[Stored data entries]
- - - - - - -
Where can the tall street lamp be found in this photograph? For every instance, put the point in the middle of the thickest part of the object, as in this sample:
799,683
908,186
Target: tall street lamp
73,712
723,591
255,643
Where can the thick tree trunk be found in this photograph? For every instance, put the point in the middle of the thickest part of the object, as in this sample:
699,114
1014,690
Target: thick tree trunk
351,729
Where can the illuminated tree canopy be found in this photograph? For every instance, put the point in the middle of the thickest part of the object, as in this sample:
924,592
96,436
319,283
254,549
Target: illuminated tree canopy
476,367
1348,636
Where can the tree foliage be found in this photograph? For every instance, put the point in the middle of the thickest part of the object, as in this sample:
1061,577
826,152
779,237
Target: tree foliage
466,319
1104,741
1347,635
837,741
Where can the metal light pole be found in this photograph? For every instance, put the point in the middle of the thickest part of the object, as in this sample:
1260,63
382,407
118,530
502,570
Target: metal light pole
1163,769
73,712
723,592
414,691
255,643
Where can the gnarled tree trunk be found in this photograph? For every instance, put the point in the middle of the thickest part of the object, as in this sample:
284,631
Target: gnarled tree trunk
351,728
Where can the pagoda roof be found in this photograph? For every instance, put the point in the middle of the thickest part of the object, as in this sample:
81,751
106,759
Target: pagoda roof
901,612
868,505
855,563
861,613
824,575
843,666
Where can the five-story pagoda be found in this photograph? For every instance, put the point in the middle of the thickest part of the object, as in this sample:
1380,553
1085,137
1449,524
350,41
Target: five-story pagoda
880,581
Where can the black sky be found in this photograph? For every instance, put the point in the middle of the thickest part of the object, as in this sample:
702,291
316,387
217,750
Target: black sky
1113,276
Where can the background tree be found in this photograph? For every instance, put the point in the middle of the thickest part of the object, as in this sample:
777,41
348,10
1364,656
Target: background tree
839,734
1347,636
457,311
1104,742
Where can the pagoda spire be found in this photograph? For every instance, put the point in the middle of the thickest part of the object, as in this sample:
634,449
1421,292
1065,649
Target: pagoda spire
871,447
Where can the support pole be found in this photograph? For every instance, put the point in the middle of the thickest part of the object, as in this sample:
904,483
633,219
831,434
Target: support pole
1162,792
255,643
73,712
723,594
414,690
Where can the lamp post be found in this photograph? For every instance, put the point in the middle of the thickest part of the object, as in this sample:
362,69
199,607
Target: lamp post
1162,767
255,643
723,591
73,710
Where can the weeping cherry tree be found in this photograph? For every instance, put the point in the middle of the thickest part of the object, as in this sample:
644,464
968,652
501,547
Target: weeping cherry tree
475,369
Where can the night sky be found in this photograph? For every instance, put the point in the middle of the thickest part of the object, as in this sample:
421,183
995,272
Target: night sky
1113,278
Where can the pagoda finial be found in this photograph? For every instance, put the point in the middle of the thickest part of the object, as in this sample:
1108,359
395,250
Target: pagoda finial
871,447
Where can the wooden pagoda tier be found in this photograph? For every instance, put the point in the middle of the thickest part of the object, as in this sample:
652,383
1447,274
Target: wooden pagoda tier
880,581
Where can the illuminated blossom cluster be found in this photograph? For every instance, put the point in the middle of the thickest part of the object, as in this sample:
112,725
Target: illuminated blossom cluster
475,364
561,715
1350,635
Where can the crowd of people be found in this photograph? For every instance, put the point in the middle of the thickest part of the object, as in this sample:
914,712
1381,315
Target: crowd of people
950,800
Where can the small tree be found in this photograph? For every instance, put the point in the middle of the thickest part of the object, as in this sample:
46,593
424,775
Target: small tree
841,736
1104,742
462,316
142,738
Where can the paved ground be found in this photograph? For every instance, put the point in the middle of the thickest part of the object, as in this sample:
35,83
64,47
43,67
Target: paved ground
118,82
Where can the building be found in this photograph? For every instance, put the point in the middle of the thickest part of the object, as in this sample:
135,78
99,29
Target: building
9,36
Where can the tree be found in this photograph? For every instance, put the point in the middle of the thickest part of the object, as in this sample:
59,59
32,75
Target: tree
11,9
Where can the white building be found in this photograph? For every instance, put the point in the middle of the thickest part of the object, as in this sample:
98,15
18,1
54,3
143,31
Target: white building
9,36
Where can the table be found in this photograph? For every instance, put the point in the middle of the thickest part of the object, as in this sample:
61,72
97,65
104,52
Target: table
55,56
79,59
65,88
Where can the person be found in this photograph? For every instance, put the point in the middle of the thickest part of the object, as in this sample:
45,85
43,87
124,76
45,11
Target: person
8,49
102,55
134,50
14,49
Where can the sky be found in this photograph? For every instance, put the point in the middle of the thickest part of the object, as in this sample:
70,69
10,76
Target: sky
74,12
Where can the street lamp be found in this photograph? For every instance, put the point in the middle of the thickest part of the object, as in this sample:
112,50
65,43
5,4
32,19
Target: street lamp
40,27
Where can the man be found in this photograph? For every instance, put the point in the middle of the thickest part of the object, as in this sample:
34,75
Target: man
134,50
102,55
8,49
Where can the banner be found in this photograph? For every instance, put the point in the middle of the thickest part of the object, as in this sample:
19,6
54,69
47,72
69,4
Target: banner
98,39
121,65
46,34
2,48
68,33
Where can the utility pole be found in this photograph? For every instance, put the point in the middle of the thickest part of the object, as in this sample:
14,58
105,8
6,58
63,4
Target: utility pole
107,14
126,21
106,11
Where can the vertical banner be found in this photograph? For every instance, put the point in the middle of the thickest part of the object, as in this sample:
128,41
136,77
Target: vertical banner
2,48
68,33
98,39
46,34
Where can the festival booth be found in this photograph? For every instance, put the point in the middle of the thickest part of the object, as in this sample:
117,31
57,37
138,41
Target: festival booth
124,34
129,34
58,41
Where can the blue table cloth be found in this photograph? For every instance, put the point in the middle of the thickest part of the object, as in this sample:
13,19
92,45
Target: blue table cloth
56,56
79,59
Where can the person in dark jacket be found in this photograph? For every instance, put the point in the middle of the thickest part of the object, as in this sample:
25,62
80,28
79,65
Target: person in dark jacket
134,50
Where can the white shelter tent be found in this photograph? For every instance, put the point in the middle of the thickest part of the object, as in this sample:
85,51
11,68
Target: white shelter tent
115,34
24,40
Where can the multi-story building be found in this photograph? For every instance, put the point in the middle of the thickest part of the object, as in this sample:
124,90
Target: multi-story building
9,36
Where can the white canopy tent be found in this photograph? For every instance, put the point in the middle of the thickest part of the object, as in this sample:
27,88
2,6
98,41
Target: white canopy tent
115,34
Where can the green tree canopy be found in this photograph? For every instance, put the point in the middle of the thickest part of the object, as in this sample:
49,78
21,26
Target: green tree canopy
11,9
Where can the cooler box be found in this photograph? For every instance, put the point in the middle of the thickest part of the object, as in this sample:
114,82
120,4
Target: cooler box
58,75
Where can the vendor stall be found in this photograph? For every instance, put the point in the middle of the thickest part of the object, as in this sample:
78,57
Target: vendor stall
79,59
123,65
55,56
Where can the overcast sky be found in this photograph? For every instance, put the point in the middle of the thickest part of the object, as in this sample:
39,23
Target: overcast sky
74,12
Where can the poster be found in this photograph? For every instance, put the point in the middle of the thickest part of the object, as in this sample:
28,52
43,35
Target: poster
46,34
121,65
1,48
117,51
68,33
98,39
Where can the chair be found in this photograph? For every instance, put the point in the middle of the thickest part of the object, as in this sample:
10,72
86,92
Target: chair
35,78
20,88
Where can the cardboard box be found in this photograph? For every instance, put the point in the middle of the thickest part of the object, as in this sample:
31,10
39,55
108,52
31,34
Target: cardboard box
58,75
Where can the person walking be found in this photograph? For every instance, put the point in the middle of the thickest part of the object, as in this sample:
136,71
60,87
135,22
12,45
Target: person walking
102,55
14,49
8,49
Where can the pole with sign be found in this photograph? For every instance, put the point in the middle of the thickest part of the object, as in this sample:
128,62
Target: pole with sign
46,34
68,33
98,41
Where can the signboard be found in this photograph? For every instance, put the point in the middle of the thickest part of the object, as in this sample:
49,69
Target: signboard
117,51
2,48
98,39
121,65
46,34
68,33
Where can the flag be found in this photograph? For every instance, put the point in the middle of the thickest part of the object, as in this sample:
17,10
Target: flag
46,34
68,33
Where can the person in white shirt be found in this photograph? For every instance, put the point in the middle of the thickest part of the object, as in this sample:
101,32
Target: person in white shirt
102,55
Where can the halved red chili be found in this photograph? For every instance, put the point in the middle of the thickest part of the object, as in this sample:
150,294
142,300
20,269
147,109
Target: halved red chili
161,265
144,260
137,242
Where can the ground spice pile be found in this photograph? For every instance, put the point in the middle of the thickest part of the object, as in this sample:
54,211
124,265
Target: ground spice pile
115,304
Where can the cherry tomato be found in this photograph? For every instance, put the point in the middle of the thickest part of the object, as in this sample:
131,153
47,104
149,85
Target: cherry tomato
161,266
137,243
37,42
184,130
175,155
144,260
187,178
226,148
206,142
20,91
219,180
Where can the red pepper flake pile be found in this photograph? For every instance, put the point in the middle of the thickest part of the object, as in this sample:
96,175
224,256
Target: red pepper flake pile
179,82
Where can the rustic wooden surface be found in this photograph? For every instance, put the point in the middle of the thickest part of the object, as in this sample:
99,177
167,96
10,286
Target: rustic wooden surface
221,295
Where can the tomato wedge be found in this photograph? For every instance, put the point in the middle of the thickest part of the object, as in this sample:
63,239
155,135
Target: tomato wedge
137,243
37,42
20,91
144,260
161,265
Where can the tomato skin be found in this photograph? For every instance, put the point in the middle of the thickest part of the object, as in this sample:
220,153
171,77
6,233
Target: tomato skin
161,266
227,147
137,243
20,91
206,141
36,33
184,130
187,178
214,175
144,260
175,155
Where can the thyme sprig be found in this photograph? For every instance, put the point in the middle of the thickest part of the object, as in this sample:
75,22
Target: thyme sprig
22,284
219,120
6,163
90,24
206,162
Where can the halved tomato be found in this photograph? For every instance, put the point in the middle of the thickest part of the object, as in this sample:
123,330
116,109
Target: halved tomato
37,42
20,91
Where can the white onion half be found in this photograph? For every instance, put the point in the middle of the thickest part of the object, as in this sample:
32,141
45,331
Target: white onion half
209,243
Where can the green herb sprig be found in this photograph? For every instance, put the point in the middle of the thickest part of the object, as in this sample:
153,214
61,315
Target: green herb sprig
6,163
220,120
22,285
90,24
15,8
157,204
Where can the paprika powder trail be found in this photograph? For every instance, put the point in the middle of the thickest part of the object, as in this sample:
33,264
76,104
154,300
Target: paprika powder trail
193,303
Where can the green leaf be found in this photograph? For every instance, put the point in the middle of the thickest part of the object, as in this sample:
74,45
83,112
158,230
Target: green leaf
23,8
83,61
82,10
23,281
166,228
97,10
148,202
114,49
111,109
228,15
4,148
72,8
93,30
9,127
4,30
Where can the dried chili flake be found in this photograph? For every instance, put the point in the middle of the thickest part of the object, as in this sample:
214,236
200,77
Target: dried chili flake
- - - - - - -
**Description of the task**
In the records above, locate the lines holding the word "dried". Copy each of them.

**Response**
Where can the dried chili flake be found in this photograph? For every instance, put the point in the middle of the thickest part of the object, as in this sample:
Target: dried chili flake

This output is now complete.